Our predictions, then, are that under Inference-biasing QUDs (i.e. those that bias toward deriving an implicature) implicature derivation will not incur a cost. That is, we should not see a difference in ‘Not Good’ to Target as compared to ‘Not Good’ to Control RTs in Inference-biasing QUD conditions. On the other hand, Literal-biasing QUDs (i.e. those that bias against deriving an implicature) will have the effect that when the implicature is derived, its calculation is a costly and therefore slower process. Under Literal-biasing QUDs, therefore, we predict an increase in the time it takes to respond ‘Not Good’ to Target as compared to ‘Not Good’ to Control.

4.4 Results and analysis: rate of inference calculation

Prior to data analysis, we removed trials with extremely short or long response times by excluding the top and bottom 2.5% of the data based on reaction times.

Figures 5 and 6 plot the proportions of ‘Not Good’ responses for SI and EXH respectively. The primary purpose of Good and Bad Control pictures was to make sure participants are adequately doing the task, which we can see from responses being largely at floor and ceiling, respectively. Therefore, in the following, we focus on the analysis of the more informative Target pictures, which constitute our critical manipulation. Recall that for Target pictures, a ‘Not Good’ answer indicates implicature calculation. For the statistical analysis, a logistic regression model (glm function in R) was fit (mixed effects models did not converge), predicting Response (Good vs. Not Good) by QUD. Because our main prediction concerns the any-all/both difference, levels within the QUD variable were treatment coded, with any serving as the reference level. In SI, the statistical analysis revealed that the difference between all vs. any ( $ p<0.001 $ ) is significant, while what resulted in responses somewhere in between the two other QUDs, with the any vs. what ( $ p<0.06 $ ) difference being only marginally significant (see Figure 5 and Table 2). An additional pair comparison between all and what revealed a marginally significant difference ( $ \beta =-0.58 $ , $ z=-1.93 $ , $ p<0.06 $ ). In EXH, any vs. both ( $ p<0.001 $ ) was revealed to be significantly different, but the any vs. which difference is not significant ( $ p=0.7 $ ) (see Figure 6 and Table 3). An additional pair comparison between both and which revealed a significant difference ( $ \beta =-1.64 $ , $ z=-4.64 $ , $ p<0.001 $ ).

Figure 5 Proportion of participants’ ‘Not Good’ (as opposed to ‘Good’) responses by Picture condition for scalar inference. Different colors denote the different QUD conditions. Error bars represent standard error.

Figure 6 Proportion of participants’ ‘Not Good’ (as opposed to ‘Good’) responses by Picture condition for it-cleft exhaustivity. Different colors denote the different QUD conditions. Error bars represent standard error.

Table 2 Scalar inference: Parameter estimates, standard errors, z values and p values from a logistic regression model of the ‘Not Good’ vs. ‘Good’ responses to Target, predicted by QUD.

Table 3 It-cleft exhaustivity: Parameter estimates, standard errors, z values and p values from a logistic regression model of the ‘Not Good’ vs. ‘Good’ responses to Target, predicted by QUD.

──────────

= WRITTEN PROBLEM 1 =
Which lines of the records contain the word "tree"? Collect each of them.
The records that come next are unrelated to the text above.

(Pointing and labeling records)
──────────

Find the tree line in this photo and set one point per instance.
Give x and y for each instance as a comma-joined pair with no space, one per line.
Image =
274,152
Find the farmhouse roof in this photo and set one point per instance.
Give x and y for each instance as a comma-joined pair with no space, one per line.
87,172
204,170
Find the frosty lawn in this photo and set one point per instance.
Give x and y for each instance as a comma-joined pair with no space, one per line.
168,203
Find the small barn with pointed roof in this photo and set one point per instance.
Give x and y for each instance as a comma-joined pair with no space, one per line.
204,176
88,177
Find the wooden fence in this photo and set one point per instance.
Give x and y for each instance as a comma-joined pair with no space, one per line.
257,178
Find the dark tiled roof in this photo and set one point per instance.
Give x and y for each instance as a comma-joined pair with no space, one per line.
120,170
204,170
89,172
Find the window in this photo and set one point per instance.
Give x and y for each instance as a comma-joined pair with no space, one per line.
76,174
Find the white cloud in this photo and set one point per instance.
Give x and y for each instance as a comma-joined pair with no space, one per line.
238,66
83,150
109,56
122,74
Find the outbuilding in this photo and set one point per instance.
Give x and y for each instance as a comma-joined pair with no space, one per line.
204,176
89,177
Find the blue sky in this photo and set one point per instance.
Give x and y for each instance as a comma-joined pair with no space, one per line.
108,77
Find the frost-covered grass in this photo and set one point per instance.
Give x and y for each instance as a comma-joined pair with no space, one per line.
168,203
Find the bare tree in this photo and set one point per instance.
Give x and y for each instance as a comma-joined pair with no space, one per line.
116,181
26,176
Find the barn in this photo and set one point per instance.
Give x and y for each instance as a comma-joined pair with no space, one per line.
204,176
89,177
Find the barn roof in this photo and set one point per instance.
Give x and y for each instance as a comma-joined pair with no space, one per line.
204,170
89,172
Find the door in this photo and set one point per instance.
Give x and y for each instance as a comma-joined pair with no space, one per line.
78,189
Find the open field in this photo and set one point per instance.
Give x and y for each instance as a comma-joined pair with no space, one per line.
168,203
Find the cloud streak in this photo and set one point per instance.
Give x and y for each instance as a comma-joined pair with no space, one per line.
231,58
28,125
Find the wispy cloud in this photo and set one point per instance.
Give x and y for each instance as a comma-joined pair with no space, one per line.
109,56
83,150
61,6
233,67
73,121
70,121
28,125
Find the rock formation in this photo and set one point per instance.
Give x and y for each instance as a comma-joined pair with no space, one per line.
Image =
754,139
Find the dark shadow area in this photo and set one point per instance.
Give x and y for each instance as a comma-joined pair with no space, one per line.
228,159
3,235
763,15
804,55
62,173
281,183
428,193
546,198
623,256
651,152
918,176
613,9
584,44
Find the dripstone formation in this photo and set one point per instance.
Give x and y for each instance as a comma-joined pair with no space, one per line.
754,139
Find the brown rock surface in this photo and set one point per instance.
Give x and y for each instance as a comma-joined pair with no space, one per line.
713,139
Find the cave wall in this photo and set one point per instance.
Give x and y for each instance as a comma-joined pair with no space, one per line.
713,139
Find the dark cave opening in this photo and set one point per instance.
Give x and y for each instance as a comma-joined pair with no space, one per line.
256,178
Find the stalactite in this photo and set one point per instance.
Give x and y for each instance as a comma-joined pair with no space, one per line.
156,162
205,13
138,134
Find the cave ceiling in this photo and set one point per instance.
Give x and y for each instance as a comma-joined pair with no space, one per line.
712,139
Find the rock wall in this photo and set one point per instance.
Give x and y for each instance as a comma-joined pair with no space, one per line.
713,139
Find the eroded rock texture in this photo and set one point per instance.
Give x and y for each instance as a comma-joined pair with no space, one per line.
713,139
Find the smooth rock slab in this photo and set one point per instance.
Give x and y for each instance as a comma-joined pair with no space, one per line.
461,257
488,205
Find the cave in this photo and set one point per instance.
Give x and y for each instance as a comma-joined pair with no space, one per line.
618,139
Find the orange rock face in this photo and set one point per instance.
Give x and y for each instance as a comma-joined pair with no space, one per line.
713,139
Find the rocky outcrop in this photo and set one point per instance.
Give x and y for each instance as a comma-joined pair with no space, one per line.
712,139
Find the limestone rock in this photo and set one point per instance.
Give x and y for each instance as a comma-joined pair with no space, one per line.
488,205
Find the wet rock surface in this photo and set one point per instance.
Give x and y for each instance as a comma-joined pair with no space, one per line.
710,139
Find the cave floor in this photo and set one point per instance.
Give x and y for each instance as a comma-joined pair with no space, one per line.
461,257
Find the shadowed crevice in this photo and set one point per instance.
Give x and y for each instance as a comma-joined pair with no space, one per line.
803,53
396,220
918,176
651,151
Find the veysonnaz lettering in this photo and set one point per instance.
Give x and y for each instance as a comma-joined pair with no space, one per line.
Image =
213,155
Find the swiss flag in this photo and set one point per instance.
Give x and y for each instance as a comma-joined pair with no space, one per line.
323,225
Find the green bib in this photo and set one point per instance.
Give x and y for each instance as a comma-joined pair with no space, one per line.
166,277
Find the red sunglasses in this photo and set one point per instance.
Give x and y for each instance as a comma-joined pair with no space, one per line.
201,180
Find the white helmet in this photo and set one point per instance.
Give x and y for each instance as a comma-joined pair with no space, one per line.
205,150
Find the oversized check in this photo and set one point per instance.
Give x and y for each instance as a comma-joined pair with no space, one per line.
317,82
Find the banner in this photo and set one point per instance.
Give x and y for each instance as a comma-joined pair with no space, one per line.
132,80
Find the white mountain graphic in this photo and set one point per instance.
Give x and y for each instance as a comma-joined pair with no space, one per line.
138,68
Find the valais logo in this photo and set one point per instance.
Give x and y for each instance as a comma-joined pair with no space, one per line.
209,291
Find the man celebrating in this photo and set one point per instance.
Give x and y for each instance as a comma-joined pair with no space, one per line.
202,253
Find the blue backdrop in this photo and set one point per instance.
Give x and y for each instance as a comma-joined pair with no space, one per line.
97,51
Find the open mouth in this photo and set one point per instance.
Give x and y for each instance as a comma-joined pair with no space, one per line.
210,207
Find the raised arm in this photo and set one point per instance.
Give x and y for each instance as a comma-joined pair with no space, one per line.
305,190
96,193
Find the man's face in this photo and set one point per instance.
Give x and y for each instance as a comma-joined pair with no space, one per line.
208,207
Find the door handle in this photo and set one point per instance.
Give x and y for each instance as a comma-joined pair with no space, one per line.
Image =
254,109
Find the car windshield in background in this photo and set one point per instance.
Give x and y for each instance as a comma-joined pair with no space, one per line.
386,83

──────────

= WRITTEN PROBLEM 2 =
Can you rewrite the passage on implicature and QUDs, starting at "Our predictions, then, are" and ending at "on reaction times.", switching "Literal-biasing" to "Literal-favoring"?

= WRITTEN ANSWER 1 =
Find the tree line in this photo and set one point per instance.
Find the bare tree in this photo and set one point per instance.

= WRITTEN ANSWER 2 =
Our predictions, then, are that under Inference-biasing QUDs (i.e. those that bias toward deriving an implicature) implicature derivation will not incur a cost. That is, we should not see a difference in ‘Not Good’ to Target as compared to ‘Not Good’ to Control RTs in Inference-biasing QUD conditions. On the other hand, Literal-favoring QUDs (i.e. those that bias against deriving an implicature) will have the effect that when the implicature is derived, its calculation is a costly and therefore slower process. Under Literal-favoring QUDs, therefore, we predict an increase in the time it takes to respond ‘Not Good’ to Target as compared to ‘Not Good’ to Control.

4.4 Results and analysis: rate of inference calculation

Prior to data analysis, we removed trials with extremely short or long response times by excluding the top and bottom 2.5% of the data based on reaction times.